PARTS OF THE EXERCISE:
**a.** Answer these from the text about the film Bride of the Storm:
(i) Who directed the film?
(ii) Which actor plays Tyrone Power's son?
(iii) Whom do Piet and Jacob plan to have Faith marry?
**b.** Carry on the text about the film Bride of the Storm from its last sentence.

Bride of the Storm is a 1926 American silent adventure film directed by J. Stuart Blackton at Warner Bros. and starring Tyrone Power Sr. and Dolores Costello. Sheldon Lewis plays Tyrone Power's son in this picture even though, in real life, Lewis was a year older than Power.

==Plot==
As described in a film magazine review, saved with her mother from the wreck of an American ship off the Dutch East Indies, Faith Fitzhugh is left to the mercy of three villainous keepers of a Dutch lighthouse, grandfather, father, and son. After her mother dies, the now orphan Faith is raised by the lighthouse keepers. Greedy for her wealth, Piet and Jacob, the two elder keepers, plan to marry her off to Hans, the idiot son. Dick Wayne, an officer of the crew of an American ship repairing cable off the lighthouse, who previously had seen the young woman, comes to her rescue just prior to the marriage and saves her after a terrific battle with the trio and a fire and falling of the lighthouse.

Stored dataset items
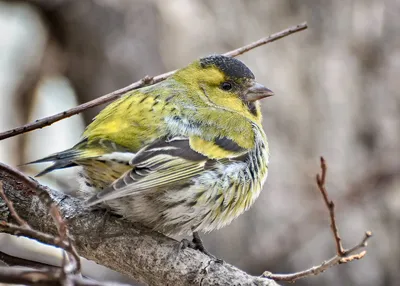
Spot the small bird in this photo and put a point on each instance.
(184, 155)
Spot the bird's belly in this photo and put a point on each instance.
(98, 174)
(210, 202)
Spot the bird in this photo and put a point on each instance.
(184, 155)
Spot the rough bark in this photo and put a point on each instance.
(131, 249)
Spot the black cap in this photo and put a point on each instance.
(233, 68)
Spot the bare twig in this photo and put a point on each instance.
(63, 241)
(320, 178)
(10, 207)
(342, 255)
(126, 247)
(46, 121)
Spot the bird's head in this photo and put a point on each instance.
(226, 83)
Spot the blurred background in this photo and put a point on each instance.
(337, 88)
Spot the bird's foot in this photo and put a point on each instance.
(197, 244)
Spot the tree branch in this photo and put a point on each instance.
(342, 255)
(46, 121)
(146, 256)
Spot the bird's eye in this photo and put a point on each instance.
(226, 85)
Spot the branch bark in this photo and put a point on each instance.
(146, 256)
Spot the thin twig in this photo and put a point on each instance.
(320, 178)
(46, 121)
(10, 207)
(342, 255)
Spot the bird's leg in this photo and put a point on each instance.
(197, 244)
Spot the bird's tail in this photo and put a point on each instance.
(64, 159)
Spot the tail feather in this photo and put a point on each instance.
(61, 160)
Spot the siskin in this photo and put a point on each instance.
(180, 156)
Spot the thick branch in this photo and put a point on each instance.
(131, 249)
(40, 123)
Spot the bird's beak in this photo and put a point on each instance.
(257, 91)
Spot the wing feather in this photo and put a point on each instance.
(160, 164)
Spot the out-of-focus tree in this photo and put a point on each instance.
(338, 95)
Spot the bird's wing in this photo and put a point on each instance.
(166, 163)
(85, 149)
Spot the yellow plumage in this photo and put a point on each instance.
(186, 154)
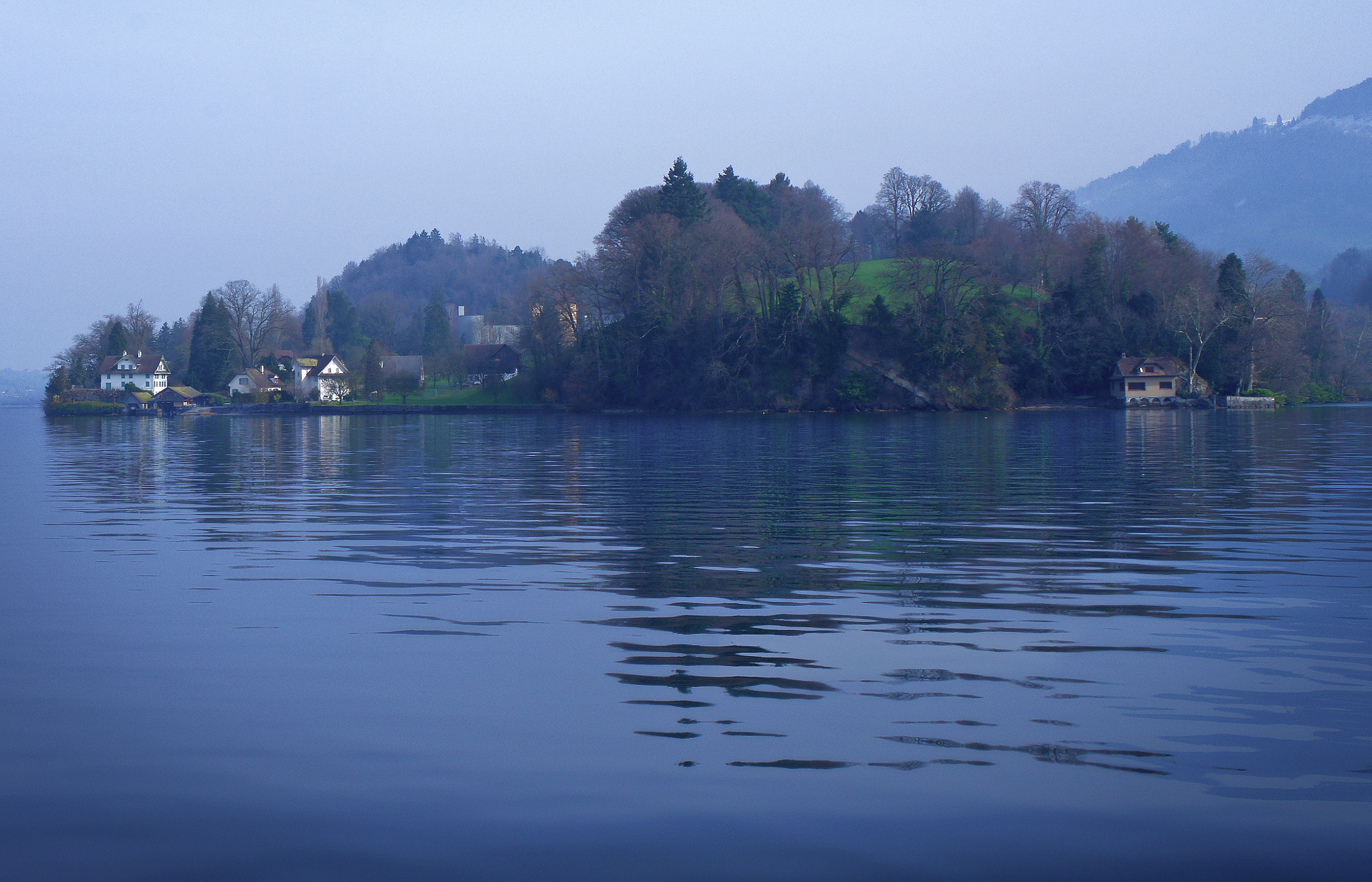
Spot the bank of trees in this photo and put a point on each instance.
(738, 294)
(742, 294)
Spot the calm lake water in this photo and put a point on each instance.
(1010, 645)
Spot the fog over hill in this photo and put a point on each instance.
(1300, 191)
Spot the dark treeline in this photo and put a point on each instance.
(393, 302)
(738, 294)
(393, 288)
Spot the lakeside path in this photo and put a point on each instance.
(318, 409)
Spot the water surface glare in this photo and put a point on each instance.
(1012, 645)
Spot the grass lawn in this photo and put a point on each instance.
(512, 393)
(874, 277)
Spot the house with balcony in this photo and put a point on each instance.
(326, 373)
(1148, 381)
(149, 373)
(254, 380)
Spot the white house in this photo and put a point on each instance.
(147, 372)
(326, 373)
(254, 380)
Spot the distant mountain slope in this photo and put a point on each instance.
(1298, 191)
(21, 387)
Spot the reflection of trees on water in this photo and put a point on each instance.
(1002, 531)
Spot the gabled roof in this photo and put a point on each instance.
(1164, 367)
(149, 363)
(480, 351)
(322, 363)
(259, 377)
(393, 365)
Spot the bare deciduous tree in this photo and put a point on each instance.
(254, 314)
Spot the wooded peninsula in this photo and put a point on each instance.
(744, 296)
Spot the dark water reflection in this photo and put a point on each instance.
(1162, 618)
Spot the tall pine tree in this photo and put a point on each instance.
(374, 377)
(210, 363)
(681, 196)
(119, 342)
(438, 335)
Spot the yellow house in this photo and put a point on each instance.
(1144, 381)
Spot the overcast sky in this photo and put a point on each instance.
(154, 151)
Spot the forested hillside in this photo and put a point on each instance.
(1301, 191)
(399, 279)
(738, 294)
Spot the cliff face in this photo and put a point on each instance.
(1298, 191)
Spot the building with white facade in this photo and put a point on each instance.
(147, 372)
(326, 373)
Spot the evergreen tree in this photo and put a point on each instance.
(1233, 281)
(438, 336)
(681, 196)
(375, 379)
(880, 320)
(210, 363)
(750, 202)
(56, 381)
(119, 342)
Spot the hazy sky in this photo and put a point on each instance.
(154, 151)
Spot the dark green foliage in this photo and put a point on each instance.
(858, 387)
(1233, 281)
(880, 320)
(681, 196)
(404, 385)
(438, 338)
(119, 342)
(493, 383)
(395, 281)
(374, 377)
(212, 353)
(750, 202)
(56, 381)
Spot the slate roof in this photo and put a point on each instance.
(1164, 367)
(480, 351)
(409, 365)
(320, 364)
(261, 379)
(149, 364)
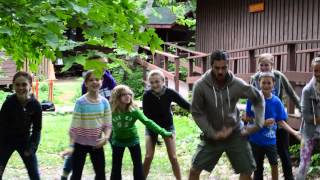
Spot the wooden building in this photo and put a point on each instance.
(287, 28)
(163, 20)
(8, 68)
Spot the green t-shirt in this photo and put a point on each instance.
(124, 130)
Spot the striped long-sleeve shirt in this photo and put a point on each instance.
(90, 120)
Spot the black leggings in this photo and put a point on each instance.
(283, 152)
(30, 161)
(79, 158)
(117, 155)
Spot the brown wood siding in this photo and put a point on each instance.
(229, 25)
(8, 69)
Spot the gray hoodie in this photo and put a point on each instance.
(310, 105)
(213, 107)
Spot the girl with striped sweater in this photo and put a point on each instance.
(90, 129)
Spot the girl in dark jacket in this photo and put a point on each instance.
(20, 125)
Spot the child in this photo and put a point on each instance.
(263, 142)
(124, 131)
(310, 102)
(157, 106)
(108, 83)
(281, 84)
(20, 125)
(90, 129)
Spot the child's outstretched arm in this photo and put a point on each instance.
(151, 124)
(106, 127)
(177, 98)
(289, 129)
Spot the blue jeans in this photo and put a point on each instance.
(79, 159)
(283, 151)
(7, 147)
(67, 166)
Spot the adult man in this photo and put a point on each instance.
(214, 110)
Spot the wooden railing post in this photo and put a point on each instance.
(204, 61)
(292, 64)
(190, 71)
(176, 74)
(166, 67)
(252, 62)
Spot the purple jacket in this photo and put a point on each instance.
(108, 83)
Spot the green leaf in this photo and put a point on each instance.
(5, 30)
(79, 9)
(52, 40)
(96, 65)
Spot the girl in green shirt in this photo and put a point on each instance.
(124, 132)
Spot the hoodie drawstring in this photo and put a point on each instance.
(228, 97)
(215, 96)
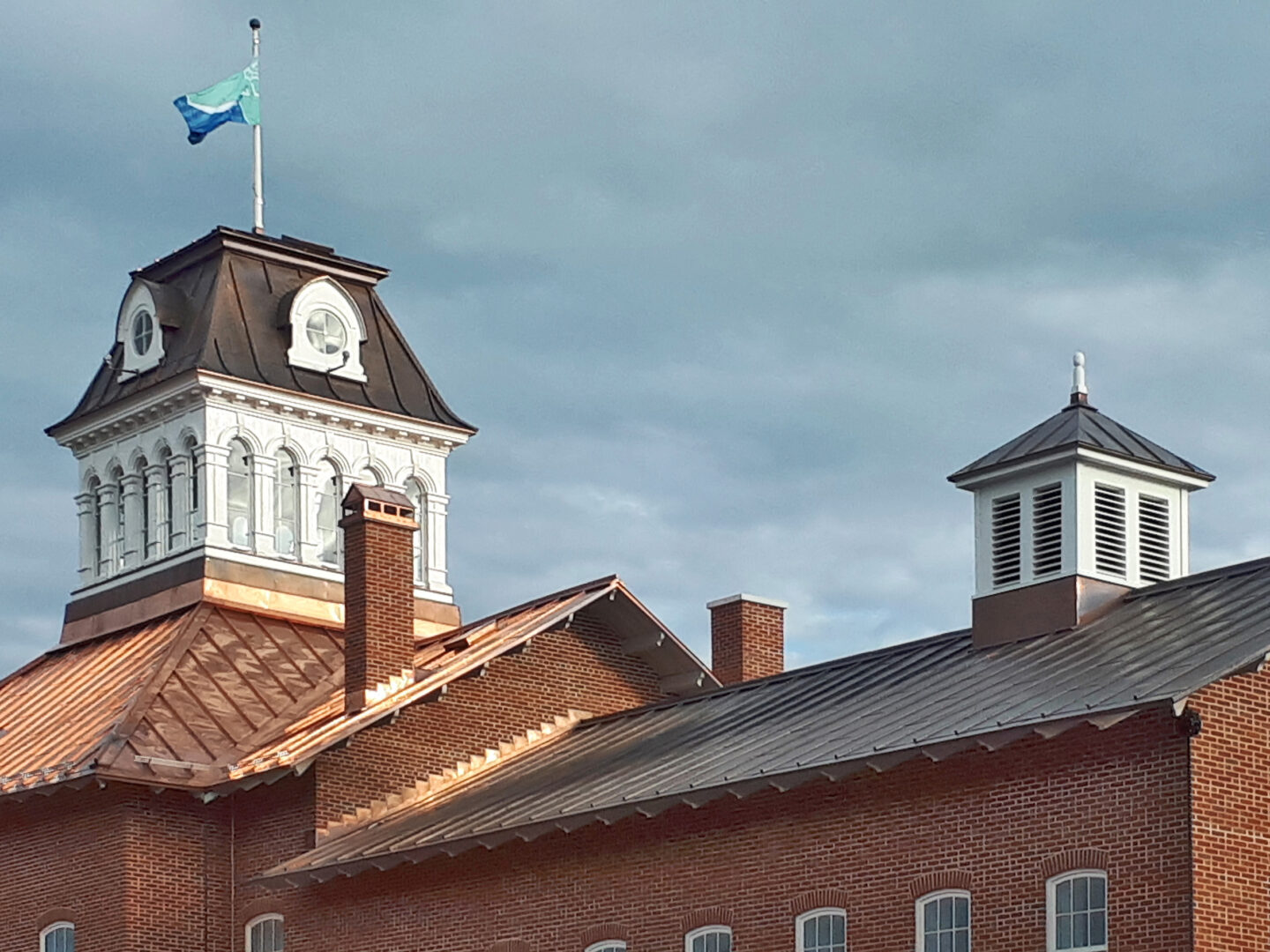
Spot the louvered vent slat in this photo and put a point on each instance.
(1006, 539)
(1047, 530)
(1154, 548)
(1110, 542)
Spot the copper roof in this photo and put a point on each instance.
(220, 300)
(213, 697)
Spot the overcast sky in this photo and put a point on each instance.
(729, 288)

SOLVED PROBLEMS:
**a.**
(i) J. Stuart Blackton
(ii) Sheldon Lewis
(iii) Hans, the idiot son

**b.**
==Cast==
- Dolores Costello as Faith Fitzhugh
- John Harron as Dick Wayne
- Otto Matieson as Hans Kroon
- Sheldon Lewis as Piet Kroon
- Tyrone Power Sr. as Jacob Kroon
- Julia Swayne Gordon as Faith's Mother
- Yvonne Pelletier as Faith (age 8)
- Ira McFadden as Heine Krutz
- Tudor Owen as Funeral Harry
- Fred Scott as Spike Mulligan
- Donald Stuart as Angus McLain
- Walter Tennyson as Ensign Clinton
- Larry Steers as Commander, U.S.S. Baltimore

==Preservation==
With no prints of Bride of the Storm located in any film archives, it is a lost film.